-- start DATA TO PROCESS --
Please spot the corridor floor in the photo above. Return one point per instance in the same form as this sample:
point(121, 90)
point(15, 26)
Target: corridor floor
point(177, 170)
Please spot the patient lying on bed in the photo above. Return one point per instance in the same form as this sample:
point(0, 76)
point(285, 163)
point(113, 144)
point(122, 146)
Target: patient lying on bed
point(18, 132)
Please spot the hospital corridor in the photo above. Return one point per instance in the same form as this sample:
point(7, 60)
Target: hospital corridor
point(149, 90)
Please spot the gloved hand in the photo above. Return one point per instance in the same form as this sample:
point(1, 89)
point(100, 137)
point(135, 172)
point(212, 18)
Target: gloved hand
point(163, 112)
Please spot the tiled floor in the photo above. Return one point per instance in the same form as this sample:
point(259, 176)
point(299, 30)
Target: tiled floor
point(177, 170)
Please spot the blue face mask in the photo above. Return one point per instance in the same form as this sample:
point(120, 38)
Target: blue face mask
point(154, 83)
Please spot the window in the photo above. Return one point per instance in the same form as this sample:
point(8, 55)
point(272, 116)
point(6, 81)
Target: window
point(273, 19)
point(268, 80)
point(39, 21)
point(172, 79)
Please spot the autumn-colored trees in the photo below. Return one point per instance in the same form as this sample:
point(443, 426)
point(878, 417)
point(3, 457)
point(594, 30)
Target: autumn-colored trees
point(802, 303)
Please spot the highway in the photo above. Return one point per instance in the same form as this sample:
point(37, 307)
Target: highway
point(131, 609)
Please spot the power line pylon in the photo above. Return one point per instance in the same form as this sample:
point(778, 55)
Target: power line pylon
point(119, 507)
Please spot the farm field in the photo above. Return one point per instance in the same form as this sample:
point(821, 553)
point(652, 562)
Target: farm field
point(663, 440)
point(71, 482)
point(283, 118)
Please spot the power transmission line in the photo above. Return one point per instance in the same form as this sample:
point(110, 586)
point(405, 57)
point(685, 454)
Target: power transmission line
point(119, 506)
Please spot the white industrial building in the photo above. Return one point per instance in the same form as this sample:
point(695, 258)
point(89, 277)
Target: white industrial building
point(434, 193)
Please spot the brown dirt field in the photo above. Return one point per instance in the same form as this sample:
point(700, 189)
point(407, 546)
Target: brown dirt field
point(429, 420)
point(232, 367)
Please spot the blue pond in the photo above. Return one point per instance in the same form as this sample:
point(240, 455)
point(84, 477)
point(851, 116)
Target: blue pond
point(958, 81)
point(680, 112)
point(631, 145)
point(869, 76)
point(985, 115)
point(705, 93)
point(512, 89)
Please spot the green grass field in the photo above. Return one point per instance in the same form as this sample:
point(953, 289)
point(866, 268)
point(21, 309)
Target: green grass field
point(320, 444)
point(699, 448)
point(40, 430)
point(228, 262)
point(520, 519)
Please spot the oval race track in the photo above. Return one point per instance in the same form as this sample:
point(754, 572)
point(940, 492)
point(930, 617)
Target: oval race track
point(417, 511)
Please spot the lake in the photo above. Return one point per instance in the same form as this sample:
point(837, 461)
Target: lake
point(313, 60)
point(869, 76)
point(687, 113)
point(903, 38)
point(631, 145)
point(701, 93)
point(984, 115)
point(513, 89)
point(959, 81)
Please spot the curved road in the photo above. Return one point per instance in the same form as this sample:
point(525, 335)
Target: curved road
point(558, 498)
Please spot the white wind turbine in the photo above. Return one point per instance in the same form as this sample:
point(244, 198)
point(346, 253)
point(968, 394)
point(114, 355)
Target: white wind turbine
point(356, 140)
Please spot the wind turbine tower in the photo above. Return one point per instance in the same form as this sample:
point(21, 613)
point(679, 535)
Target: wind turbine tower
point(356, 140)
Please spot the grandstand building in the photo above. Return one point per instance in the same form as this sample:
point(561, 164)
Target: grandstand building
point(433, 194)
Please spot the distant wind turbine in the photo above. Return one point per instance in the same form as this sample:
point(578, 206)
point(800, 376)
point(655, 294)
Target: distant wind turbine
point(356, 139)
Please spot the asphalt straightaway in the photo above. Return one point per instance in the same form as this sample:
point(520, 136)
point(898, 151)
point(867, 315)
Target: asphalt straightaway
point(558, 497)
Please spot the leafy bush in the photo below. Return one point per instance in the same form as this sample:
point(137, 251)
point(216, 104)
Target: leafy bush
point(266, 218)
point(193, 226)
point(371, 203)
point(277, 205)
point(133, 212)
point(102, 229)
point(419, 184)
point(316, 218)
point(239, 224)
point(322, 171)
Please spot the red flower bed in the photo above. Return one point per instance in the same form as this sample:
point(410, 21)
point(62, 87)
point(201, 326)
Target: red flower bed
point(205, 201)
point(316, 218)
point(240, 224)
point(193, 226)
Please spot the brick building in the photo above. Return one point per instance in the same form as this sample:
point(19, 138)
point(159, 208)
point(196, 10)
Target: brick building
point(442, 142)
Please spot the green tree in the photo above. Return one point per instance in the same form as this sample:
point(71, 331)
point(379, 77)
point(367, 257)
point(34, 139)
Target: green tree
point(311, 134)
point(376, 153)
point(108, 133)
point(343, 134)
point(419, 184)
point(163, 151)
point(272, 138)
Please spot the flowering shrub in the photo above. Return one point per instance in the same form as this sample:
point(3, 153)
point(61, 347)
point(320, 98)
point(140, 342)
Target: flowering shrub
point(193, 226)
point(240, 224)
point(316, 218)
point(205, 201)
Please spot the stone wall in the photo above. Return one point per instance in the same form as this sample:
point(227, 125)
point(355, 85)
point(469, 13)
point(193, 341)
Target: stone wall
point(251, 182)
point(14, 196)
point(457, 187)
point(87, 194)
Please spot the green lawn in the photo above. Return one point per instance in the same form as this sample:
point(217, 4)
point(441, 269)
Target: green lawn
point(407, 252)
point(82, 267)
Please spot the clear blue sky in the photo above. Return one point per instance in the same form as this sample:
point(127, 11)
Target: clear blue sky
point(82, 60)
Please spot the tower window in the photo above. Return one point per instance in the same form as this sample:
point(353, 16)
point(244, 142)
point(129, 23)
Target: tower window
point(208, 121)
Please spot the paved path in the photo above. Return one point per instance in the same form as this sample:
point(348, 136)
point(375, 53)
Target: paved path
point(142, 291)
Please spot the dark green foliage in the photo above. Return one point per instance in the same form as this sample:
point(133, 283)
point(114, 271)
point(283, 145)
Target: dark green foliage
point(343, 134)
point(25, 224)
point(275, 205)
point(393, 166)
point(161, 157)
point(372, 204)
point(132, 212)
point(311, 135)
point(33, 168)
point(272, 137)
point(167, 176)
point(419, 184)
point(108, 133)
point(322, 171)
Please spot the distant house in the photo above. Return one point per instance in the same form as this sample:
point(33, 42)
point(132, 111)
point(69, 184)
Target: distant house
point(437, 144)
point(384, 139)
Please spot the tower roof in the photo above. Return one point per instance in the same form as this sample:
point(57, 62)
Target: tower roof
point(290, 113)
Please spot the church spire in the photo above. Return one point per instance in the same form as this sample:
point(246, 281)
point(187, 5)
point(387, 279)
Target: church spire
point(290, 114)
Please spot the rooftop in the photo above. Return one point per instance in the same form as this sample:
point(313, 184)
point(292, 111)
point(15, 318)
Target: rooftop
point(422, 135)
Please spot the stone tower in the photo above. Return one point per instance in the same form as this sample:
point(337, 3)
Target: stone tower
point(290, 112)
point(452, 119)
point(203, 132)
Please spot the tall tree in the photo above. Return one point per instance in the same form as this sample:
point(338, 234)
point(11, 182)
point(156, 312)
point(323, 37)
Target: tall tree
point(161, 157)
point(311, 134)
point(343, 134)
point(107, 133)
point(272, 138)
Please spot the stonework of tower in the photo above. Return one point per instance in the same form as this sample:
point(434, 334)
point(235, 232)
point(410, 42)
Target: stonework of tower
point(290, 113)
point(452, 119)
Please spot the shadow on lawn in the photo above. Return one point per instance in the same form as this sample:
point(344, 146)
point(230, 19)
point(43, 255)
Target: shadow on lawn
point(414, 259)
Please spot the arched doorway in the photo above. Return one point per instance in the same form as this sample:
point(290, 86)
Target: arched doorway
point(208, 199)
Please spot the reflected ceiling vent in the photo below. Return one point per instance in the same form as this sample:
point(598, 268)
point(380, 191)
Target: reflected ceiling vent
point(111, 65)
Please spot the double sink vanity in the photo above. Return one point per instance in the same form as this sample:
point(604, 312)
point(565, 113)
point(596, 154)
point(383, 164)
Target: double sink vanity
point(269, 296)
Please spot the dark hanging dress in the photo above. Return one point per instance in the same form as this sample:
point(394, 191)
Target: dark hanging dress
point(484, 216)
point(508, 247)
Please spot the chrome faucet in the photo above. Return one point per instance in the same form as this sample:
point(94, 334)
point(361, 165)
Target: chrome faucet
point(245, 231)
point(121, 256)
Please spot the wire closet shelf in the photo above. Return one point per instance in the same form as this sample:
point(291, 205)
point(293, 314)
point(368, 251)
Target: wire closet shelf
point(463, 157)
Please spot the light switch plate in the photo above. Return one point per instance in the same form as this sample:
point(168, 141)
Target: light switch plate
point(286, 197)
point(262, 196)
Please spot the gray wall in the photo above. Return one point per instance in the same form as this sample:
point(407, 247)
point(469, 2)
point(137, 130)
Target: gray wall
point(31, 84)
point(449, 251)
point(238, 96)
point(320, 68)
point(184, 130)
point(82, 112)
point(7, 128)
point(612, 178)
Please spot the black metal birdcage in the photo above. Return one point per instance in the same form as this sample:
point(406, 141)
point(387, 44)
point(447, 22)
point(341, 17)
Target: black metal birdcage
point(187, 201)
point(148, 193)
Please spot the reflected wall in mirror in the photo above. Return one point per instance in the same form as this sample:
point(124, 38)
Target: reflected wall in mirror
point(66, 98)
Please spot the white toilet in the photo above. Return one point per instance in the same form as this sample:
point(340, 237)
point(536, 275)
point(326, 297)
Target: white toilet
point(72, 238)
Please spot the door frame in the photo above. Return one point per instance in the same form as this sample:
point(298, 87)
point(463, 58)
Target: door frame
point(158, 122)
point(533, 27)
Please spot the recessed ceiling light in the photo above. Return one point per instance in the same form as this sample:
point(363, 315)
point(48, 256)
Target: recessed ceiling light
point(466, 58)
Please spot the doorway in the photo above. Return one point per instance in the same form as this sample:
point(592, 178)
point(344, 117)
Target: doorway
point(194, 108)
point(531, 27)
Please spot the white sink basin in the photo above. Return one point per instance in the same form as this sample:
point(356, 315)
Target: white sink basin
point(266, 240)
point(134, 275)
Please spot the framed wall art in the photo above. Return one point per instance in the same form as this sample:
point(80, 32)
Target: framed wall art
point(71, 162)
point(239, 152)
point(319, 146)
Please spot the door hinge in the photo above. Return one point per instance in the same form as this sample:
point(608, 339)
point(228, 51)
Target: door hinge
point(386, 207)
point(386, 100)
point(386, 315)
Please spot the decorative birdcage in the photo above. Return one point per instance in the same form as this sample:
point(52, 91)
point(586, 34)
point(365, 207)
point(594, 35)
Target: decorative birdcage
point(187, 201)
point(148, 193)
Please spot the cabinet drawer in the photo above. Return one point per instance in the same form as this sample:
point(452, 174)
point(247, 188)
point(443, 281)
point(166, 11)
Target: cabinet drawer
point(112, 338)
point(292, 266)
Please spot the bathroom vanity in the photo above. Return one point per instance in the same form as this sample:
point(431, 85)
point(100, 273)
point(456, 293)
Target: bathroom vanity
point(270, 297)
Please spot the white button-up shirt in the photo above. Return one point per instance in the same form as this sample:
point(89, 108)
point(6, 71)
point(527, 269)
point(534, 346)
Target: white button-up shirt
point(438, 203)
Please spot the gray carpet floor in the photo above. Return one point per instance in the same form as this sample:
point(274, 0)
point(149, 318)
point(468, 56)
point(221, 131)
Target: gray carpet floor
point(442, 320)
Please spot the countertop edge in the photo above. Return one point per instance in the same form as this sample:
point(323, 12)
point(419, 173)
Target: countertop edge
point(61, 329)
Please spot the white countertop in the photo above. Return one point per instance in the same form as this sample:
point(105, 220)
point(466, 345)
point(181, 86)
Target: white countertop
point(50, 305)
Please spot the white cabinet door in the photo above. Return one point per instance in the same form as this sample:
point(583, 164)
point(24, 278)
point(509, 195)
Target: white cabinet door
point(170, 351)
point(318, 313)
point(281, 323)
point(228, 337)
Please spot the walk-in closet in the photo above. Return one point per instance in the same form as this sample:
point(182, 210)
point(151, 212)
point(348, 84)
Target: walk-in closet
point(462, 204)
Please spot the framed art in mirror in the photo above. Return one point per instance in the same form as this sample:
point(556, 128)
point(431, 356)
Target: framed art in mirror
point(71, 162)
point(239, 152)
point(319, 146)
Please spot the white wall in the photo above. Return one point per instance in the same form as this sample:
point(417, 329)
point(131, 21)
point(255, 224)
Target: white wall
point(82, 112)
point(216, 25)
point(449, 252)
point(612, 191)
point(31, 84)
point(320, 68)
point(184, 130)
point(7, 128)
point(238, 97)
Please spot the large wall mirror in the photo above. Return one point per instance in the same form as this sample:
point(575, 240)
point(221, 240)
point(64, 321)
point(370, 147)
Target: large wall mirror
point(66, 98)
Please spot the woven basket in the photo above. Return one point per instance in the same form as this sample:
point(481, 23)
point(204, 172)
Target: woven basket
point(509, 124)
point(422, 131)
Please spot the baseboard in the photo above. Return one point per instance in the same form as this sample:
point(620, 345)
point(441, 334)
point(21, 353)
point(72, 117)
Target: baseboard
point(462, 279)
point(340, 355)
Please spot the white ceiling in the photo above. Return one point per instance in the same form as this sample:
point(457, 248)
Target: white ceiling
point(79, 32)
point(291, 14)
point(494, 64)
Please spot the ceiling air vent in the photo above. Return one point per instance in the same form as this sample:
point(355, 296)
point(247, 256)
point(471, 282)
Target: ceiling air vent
-- end DATA TO PROCESS --
> _WHAT THIS TASK INVOLVES_:
Copy out, unchanged, every line in the rows above between the line containing "Please spot the wind turbine" and the line containing "point(433, 194)", including both of those lines.

> _ANSWER FOR THIS EXERCISE_:
Please spot the wind turbine tower in the photo above. Return one point per instance in the same form as this sample:
point(21, 613)
point(679, 535)
Target: wind turbine tower
point(356, 140)
Please spot the grandstand building in the photo above. Return one point per instance in the same form as this sample:
point(561, 164)
Target: grandstand building
point(433, 194)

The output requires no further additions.